(Records contained in a dataset)
════════
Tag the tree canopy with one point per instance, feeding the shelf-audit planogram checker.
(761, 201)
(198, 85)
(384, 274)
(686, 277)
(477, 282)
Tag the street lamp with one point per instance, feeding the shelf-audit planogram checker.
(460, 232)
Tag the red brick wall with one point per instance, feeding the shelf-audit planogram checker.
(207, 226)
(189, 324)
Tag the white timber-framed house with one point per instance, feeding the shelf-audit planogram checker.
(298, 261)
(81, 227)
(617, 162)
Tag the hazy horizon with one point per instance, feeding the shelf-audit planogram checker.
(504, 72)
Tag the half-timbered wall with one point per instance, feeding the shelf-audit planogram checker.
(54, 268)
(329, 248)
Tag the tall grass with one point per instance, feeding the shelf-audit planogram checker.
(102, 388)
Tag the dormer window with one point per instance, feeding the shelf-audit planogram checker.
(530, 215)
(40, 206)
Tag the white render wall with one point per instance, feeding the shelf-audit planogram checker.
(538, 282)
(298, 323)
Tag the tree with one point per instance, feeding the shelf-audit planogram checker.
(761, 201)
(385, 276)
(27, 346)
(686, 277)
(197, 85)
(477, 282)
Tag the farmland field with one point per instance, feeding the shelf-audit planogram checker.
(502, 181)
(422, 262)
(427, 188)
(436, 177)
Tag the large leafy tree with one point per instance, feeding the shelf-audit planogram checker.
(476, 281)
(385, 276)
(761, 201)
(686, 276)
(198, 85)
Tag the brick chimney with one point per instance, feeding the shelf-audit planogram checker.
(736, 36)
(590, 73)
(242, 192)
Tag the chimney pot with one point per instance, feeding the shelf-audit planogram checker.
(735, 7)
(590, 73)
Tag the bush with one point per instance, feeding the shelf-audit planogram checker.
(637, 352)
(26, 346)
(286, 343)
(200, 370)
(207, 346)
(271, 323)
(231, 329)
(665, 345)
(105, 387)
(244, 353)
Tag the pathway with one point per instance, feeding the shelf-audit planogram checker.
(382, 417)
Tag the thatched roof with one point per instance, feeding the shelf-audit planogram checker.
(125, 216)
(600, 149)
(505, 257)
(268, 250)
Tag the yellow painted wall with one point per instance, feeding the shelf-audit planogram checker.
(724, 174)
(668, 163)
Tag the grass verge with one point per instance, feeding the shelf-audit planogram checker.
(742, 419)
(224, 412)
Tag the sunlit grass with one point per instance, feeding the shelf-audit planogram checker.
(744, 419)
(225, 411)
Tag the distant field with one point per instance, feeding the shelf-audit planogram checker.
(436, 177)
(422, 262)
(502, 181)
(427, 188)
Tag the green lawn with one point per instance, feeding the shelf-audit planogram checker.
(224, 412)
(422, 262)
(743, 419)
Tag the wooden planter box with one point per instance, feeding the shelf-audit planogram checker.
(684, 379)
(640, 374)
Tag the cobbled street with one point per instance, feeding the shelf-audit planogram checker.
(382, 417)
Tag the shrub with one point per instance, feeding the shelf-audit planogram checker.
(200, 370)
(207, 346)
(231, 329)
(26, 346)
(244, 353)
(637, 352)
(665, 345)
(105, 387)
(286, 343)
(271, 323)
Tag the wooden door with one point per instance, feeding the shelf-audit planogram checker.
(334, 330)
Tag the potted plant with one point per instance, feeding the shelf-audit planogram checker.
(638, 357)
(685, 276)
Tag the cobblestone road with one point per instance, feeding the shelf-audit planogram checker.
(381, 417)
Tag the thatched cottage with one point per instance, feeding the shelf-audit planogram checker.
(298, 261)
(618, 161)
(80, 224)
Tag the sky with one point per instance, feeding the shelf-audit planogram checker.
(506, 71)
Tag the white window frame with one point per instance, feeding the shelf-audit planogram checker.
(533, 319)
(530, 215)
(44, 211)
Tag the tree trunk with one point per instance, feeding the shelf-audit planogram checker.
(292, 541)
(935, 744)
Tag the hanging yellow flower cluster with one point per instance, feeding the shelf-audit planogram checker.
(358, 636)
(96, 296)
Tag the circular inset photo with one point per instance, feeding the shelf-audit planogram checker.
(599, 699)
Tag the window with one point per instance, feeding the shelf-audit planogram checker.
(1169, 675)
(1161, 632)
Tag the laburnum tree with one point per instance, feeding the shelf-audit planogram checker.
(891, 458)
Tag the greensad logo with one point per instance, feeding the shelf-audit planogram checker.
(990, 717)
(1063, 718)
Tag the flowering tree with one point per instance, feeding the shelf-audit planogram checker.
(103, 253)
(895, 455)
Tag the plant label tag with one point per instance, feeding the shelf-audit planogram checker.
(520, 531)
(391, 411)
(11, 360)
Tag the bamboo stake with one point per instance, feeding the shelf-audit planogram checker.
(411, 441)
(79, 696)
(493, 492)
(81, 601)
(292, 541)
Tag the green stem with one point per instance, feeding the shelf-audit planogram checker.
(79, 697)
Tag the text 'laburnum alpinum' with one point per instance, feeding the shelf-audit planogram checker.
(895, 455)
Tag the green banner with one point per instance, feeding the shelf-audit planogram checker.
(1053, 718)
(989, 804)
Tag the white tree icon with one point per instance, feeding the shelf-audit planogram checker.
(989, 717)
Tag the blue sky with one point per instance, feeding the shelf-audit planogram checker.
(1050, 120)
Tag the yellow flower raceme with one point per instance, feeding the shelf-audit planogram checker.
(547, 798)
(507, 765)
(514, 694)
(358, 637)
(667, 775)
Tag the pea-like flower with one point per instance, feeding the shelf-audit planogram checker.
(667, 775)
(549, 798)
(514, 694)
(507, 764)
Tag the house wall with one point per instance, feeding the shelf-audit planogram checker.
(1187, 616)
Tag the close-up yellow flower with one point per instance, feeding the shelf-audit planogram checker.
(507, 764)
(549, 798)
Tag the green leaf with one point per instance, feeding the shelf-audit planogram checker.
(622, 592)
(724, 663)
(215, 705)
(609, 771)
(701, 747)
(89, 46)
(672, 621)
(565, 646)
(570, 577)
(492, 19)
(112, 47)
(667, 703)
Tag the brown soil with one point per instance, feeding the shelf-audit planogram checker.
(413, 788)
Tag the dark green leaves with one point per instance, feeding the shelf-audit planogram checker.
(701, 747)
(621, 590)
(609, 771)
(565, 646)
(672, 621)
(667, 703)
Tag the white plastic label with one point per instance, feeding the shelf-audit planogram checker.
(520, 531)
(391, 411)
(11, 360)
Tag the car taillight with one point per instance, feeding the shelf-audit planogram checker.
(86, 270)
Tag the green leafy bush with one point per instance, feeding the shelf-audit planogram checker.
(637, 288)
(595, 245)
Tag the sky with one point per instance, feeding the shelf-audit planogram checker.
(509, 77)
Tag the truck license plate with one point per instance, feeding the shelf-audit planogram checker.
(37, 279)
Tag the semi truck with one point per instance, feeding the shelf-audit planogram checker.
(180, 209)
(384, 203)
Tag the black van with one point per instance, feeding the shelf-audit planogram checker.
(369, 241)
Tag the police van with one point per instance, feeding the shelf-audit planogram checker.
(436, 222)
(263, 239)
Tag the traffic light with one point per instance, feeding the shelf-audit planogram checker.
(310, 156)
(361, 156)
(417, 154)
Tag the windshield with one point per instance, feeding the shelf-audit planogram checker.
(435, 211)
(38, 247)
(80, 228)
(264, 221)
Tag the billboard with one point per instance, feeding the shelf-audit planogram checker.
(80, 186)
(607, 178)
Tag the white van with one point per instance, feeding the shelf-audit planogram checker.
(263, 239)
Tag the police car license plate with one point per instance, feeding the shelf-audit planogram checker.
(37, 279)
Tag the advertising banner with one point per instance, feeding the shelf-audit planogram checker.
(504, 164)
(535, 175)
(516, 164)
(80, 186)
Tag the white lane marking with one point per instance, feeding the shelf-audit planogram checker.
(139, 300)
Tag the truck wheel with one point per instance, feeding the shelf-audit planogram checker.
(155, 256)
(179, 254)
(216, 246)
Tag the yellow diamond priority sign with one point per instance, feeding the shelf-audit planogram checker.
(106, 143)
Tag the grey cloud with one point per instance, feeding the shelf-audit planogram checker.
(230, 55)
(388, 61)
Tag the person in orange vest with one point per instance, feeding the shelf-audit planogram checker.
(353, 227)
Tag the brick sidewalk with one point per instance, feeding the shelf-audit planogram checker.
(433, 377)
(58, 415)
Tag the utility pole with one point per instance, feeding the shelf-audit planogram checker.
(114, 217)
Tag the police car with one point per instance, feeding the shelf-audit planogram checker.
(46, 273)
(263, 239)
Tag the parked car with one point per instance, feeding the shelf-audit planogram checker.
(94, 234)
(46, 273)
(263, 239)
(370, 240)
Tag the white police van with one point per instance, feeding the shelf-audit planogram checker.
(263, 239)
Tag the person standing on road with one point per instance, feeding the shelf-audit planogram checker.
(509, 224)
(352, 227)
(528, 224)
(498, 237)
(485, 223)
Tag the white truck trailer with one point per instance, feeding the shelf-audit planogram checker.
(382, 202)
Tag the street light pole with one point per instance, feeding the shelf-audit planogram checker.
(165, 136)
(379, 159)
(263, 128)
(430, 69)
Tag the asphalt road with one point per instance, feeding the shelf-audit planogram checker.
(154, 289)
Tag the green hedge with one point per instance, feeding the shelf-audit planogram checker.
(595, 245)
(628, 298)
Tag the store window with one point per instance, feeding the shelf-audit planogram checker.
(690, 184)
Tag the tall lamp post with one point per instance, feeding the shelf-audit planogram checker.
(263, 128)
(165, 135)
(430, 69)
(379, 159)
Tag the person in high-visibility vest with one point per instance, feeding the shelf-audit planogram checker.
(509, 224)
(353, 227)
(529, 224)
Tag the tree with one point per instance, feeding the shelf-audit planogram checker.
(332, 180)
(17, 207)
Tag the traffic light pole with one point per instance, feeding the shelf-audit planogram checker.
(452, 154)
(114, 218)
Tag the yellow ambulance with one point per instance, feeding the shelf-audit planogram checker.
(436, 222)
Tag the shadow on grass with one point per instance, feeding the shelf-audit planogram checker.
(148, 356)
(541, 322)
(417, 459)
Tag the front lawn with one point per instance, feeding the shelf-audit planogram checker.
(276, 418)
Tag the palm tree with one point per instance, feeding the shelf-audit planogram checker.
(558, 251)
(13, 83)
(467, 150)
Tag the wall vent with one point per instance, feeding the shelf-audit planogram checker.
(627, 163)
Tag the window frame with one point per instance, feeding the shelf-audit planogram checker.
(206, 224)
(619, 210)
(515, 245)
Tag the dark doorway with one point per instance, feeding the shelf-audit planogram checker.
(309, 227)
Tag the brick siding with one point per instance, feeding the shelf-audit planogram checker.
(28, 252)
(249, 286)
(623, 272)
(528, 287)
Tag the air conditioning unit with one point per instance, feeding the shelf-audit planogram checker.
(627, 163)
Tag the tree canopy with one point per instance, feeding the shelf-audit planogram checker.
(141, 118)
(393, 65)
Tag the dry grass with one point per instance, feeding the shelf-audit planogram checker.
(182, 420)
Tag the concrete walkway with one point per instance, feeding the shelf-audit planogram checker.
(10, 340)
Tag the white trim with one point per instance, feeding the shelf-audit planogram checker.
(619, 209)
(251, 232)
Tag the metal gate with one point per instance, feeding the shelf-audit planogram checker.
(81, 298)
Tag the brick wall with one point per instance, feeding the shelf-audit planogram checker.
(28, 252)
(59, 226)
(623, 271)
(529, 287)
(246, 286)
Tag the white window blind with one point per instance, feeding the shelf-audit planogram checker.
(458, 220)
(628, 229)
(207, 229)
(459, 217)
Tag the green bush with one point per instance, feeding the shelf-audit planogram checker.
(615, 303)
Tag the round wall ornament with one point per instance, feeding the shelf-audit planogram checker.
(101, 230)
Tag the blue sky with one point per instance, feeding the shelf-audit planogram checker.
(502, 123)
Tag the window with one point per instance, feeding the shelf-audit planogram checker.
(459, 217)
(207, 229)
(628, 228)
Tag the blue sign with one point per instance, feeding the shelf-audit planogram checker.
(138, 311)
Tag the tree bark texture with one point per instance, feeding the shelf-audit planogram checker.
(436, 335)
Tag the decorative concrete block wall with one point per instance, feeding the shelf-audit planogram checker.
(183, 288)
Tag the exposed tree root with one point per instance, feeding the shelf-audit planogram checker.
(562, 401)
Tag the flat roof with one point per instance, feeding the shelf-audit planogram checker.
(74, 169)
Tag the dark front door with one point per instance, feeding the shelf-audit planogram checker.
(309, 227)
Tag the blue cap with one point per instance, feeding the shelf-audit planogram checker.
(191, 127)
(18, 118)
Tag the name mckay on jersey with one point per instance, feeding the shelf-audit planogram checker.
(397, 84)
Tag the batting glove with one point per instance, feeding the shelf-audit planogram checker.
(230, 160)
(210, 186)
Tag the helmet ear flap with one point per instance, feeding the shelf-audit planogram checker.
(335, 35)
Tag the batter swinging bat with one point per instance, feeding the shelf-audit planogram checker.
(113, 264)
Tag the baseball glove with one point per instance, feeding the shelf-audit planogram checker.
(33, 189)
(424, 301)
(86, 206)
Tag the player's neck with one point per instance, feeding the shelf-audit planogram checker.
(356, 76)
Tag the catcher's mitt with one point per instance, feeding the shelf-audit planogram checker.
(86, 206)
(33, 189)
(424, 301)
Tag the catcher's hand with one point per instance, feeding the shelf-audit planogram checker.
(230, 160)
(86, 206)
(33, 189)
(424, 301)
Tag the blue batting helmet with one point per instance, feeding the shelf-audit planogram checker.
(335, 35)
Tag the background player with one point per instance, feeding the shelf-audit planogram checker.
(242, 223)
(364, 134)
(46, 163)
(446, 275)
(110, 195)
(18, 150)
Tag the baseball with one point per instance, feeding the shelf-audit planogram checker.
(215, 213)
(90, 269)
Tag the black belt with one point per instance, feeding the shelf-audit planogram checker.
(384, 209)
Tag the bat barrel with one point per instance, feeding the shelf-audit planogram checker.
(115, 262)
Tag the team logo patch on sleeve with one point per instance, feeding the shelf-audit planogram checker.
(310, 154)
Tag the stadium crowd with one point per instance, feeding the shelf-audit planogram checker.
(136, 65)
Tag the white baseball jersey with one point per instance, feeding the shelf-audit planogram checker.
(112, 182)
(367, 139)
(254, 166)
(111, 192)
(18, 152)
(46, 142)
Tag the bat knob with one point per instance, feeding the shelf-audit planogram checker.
════════
_WRITTEN TASK_
Transcribe exactly, and only, the lines from the one bearing "Tag the helmet" through the last line of the entries, counting both.

_TASK SOLUTION_
Tag the helmet ear flap with one point per instance, feeding the shelf-audit planogram checker.
(335, 35)
Tag the batter swinging bat with one point per instance, feeding the shelf-audit planogram checker.
(113, 264)
Tag the baseball glove with one point per instance, feeding the shelf-audit planogram checker.
(33, 189)
(424, 301)
(86, 206)
Tag the player's neck with one point per instance, feeding the shelf-audit planogram checker.
(356, 76)
Tag the catcher's mitt with one point per instance, feeding the shelf-audit planogram checker.
(86, 206)
(33, 189)
(424, 301)
Tag the catcher's hand with one point per instance, feeding the shelf-audit planogram checker.
(230, 160)
(86, 206)
(33, 189)
(424, 301)
Tag the blue batting helmet with one point per instance, feeding the shelf-audit planogram checker.
(335, 35)
Tag the background player with one point per instance, feeding the shelf-audit planogram checker.
(242, 223)
(364, 134)
(46, 163)
(446, 275)
(110, 195)
(18, 150)
Tag the baseball with one point per instance, feeding the shelf-audit planogram checker.
(215, 213)
(90, 269)
Tag the black belt with one point per instance, feeding the shelf-audit planogram checker.
(384, 209)
Tag the bat barrel with one point per instance, feeding the shelf-audit planogram checker.
(115, 262)
Tag the team logo patch on sleeve with one point per instance, feeding the shelf-audit planogram checker.
(310, 154)
Tag the stadium crowd with one point per instance, feeding the shelf-audit planogram checker.
(136, 65)
Tag the white baseball jersey with one point per instance, feeding the shelf-audit planogram checker.
(112, 182)
(367, 139)
(254, 166)
(111, 192)
(18, 152)
(46, 142)
Tag the bat knob with one point per instance, feeding the shelf-audit planogram checker.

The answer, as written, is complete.